◆ **Lesetext**:
Gegenwärtig halten sich Vorurteile im Zusammenhang mit Fragen der psychischen Gesundheit hartnäckig und beeinflussen die öffentliche Meinung, sagt Dr. Andreas Conca im Stol-Interview. - Foto: © dpa-tmn / Klaus-Dietmar Gabbert

Von:
Isabelle Hansen


STOL: Heute leuchten zum Welttag der psychischen Gesundheit auch in Südtirol einige Gebäude grün. Warum ist es so wichtig, auf dieses Thema hinzuweisen?
Dr. Andreas Conca: Die seelische Gesundheit wird heute anders wahrgenommen als früher, aber es wird wohl noch einige Zeit vergehen, bis sie definitiv eine zentrale Rolle in der Gesellschaft einnimmt, gänzlich frei von Vorurteilen. Der Welttag ist für den Einzelnen und die Gesellschaft eine Gelegenheit, sich auf ein gemeinsames Ziel zu konzentrieren: die Seele und ihr Recht auf Gesundheit.

◆ **Bereitgestellte Daten**:
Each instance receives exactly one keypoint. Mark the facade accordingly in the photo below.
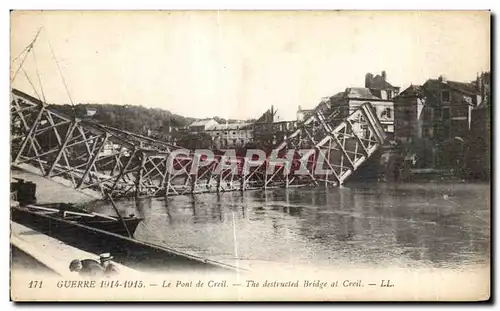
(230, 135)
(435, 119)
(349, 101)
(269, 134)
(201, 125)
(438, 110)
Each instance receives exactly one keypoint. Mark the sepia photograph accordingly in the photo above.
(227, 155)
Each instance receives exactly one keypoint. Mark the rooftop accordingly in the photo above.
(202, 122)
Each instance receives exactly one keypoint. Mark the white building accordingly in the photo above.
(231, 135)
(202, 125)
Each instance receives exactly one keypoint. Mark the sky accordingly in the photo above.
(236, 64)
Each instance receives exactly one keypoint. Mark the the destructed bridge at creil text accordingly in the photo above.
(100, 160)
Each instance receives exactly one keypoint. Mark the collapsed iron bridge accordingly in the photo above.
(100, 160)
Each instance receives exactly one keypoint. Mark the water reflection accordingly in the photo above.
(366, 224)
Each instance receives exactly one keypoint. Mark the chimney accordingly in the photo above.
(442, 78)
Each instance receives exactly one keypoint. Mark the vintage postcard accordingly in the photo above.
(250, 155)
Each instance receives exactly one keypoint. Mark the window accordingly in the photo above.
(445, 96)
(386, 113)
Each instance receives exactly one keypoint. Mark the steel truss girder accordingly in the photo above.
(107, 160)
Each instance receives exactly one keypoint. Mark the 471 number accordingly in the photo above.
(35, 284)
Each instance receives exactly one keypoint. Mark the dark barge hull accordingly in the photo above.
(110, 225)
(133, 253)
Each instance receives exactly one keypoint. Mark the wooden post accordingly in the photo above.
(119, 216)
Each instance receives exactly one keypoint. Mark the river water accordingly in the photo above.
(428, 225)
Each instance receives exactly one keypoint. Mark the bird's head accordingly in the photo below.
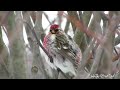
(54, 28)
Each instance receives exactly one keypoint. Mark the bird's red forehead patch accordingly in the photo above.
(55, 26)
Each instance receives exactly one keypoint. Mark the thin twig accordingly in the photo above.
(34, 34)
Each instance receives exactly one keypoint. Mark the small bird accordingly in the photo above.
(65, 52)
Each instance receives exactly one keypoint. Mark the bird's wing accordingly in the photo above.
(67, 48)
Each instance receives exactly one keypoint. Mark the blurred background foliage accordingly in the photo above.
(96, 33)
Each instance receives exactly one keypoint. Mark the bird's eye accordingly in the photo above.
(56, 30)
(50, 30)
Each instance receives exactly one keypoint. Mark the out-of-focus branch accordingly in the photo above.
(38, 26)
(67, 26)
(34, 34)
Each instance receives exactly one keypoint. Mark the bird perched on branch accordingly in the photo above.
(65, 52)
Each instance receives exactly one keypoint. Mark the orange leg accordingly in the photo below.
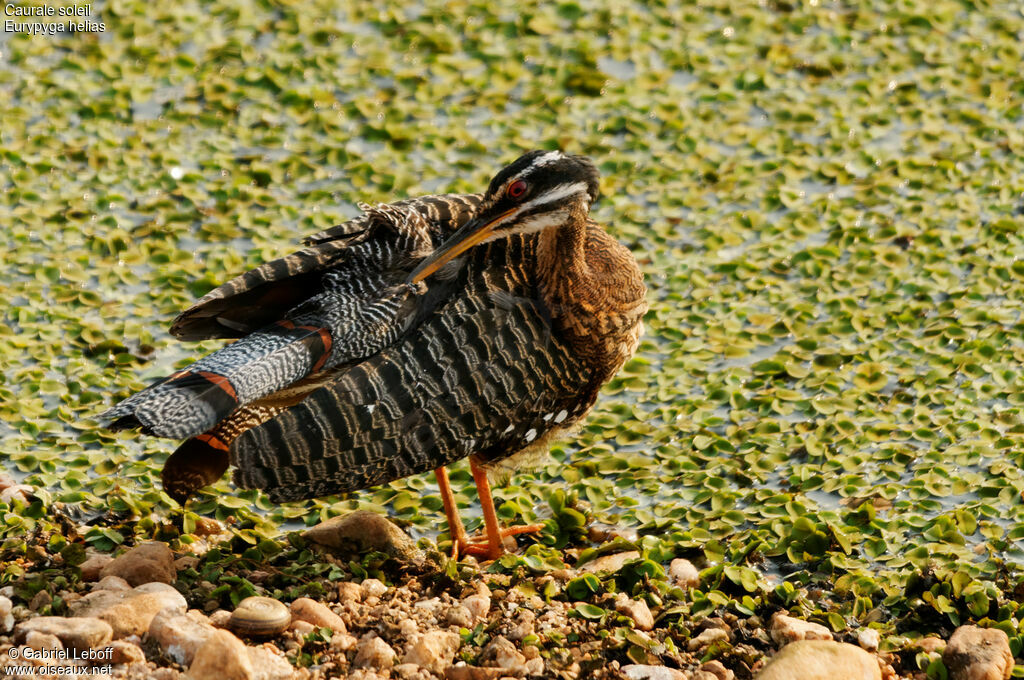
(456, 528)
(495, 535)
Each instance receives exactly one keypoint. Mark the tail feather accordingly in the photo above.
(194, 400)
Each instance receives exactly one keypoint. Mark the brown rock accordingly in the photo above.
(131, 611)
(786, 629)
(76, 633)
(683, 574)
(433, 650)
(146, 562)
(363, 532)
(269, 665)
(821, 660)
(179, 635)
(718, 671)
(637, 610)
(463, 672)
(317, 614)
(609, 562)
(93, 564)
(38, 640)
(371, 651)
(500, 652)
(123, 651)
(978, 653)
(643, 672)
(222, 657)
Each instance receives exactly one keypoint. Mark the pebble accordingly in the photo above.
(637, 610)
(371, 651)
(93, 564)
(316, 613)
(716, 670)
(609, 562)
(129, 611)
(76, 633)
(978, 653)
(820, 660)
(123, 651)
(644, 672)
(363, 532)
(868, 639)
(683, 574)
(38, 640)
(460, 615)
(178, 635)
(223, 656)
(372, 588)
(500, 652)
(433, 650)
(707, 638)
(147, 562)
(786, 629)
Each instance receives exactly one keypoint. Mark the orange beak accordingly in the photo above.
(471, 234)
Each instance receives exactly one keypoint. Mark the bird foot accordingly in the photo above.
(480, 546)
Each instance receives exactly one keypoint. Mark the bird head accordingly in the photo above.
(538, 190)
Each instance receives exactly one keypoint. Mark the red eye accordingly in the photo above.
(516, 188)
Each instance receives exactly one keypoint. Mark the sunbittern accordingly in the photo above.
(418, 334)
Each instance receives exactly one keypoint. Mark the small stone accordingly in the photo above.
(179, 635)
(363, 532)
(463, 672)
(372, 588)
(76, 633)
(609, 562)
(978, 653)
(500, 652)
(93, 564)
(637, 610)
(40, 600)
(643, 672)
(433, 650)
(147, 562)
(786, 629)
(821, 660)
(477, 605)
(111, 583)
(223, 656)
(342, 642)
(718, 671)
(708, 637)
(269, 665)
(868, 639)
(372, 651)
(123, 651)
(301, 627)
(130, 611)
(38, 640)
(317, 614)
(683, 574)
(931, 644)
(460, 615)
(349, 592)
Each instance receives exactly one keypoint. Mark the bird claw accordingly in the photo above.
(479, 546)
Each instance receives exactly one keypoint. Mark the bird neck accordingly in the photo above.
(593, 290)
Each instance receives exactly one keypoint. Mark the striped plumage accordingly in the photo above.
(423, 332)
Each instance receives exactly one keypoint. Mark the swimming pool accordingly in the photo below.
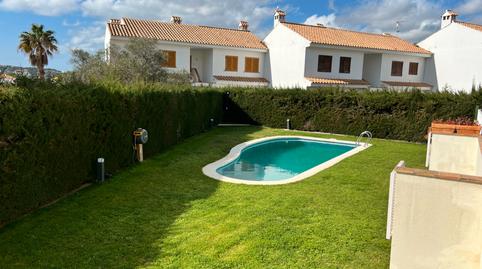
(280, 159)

◆ **Aufgabenstellung**: Was leuchtet laut Lesetext zum Welttag der psychischen Gesundheit auch in Südtirol grün? Antworten Sie bitte in wenigen Worten.

◆ **Ergebnis**: Einige Gebäude.